As if that wasn't enough suffering for one person, it all happened with the backdrop of a failing marriage. A divorce from Nickelback singer Chad Kroeger served as a painful subplot to the health issues for Lavigne, a quickstart relationship that saw the sparks fade into divorce. Now Avril was left to pick up pieces from almost every angle of her life, and the strength that it took to get back up is in every fiber of her new album.
Head Above Water begins with the spiritual title track, a sweeping piano ballad where she asks for help from a higher power. "I thought I was dying, and I had accepted that I was going to die" explained Lavigne when the single was released. "My mom laid with me in bed and held me. I felt like I was drowning. Under my breath, I prayed ‘God, please help to keep my head above the water.’ In that moment, the song writing of this album began. It was like I tapped into something. It was a very spiritual experience. Lyrics flooded through me from that point on.”
It's the first of many times throughout Head Above Water that Lavigne summons her strength and her spirituality to take on the troubles in front of her. Sometimes it is clearly about her personal struggle and the obstacles of her health, but more often it is about establishing herself outside of a relationship. She's a "Godess", she's a "Warrior", she's a bird no longer clipped and ready to fly. Head Above Water takes its sturdiest strokes as a declaration of empowerment, an affirmation of importance.
The message of strength isn't that surprising given the circumstances and the five years that Avril has lived through, but the style and poise in which it is presented is. The trademark pop punk ways of Lavigne have been fully replaced for a mature moment of music, trading crunchy power chords for a string section. It's fitting and genuine. This is a sound that the singer has grown into and a message well earned.
Head Above Water is available everywhere.
_____
[REQUIRED TASKS]
• 1. According to the album review, why is its message of strength not surprising? Answer in one to three sentences.
• 2. Reproduce the records word for word, starting at their beginning and ending with the line that contains "[1074,463,1157,485]". Leave the pictures out of your answer.

Image annotation records
_____
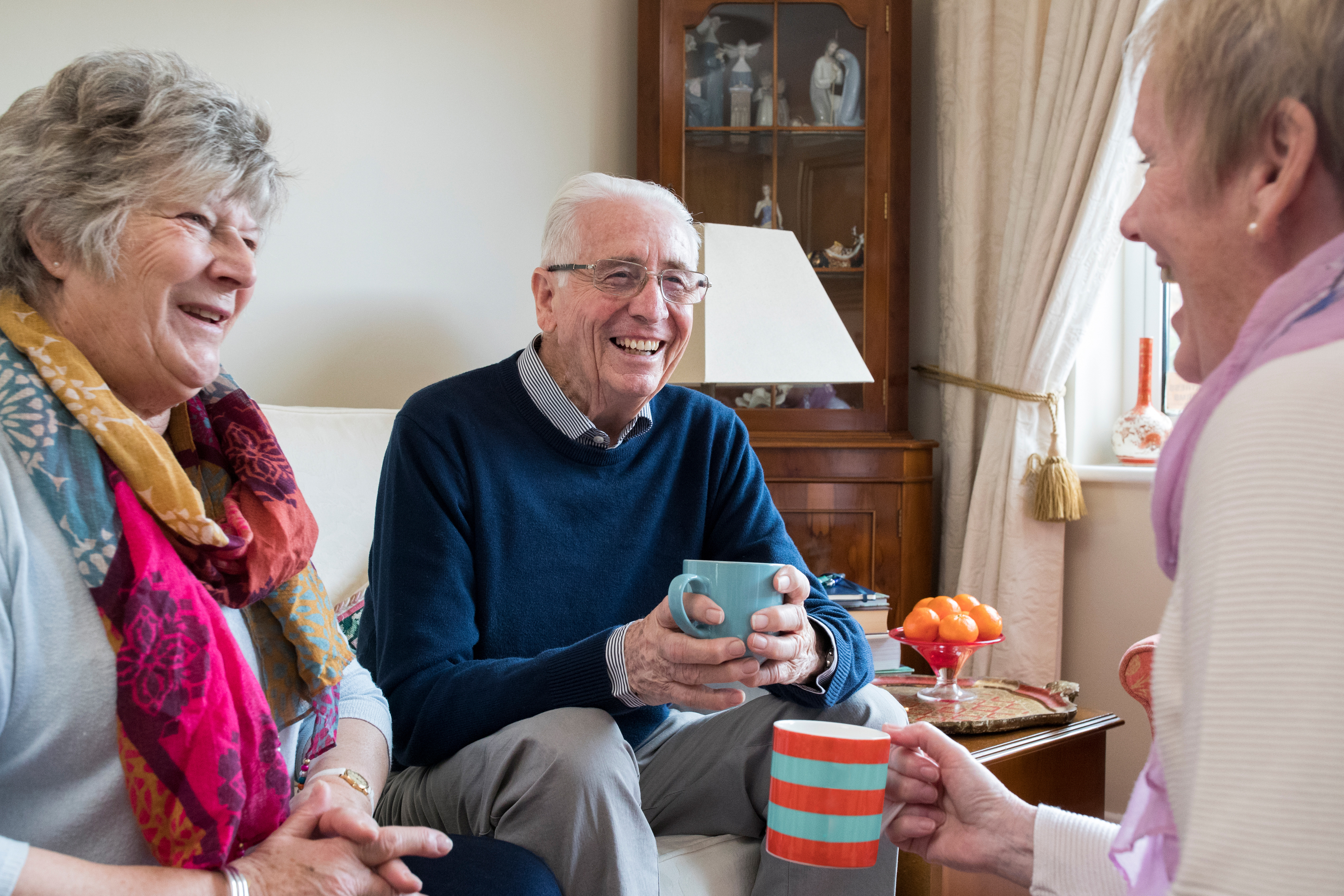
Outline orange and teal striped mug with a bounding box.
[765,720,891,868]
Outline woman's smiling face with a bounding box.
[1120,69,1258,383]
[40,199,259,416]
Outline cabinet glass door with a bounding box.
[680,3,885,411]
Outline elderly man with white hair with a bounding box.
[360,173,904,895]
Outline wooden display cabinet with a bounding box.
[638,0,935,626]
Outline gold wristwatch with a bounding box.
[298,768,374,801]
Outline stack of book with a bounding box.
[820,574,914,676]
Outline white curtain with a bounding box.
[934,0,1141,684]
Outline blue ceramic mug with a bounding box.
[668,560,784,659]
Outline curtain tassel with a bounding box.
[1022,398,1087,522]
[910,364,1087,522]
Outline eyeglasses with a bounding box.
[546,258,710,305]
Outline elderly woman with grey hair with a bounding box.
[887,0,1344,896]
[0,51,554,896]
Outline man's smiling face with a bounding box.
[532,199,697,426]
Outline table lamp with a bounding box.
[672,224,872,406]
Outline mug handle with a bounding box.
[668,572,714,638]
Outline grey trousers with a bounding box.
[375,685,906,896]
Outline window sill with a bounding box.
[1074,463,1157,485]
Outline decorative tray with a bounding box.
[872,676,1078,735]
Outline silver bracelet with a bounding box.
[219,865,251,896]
_____
[OUTPUTS BY TASK]
• 1. The message is not surprising given the circumstances and the five years Avril has lived through. In that time she faced health issues and a failing marriage that ended in divorce from Chad Kroeger.

• 2.
Outline orange and teal striped mug with a bounding box.
[765,720,891,868]
Outline woman's smiling face with a bounding box.
[1120,69,1258,383]
[40,199,259,416]
Outline cabinet glass door with a bounding box.
[680,3,885,411]
Outline elderly man with white hair with a bounding box.
[360,173,904,895]
Outline wooden display cabinet with a bounding box.
[638,0,935,626]
Outline gold wristwatch with a bounding box.
[298,768,374,801]
Outline stack of book with a bounding box.
[820,574,914,676]
Outline white curtain with a bounding box.
[934,0,1141,684]
Outline blue ceramic mug with a bounding box.
[668,560,784,659]
Outline curtain tassel with a bounding box.
[1022,398,1087,522]
[910,364,1087,522]
Outline eyeglasses with a bounding box.
[546,258,710,305]
Outline elderly woman with grey hair with a bounding box.
[887,0,1344,896]
[0,51,554,896]
Outline man's smiling face with a bounding box.
[532,199,697,426]
Outline table lamp with a bounding box.
[672,224,872,406]
Outline mug handle with a bounding box.
[668,572,714,638]
Outline grey trousers with a bounding box.
[375,685,906,896]
Outline window sill with a bounding box.
[1074,463,1157,485]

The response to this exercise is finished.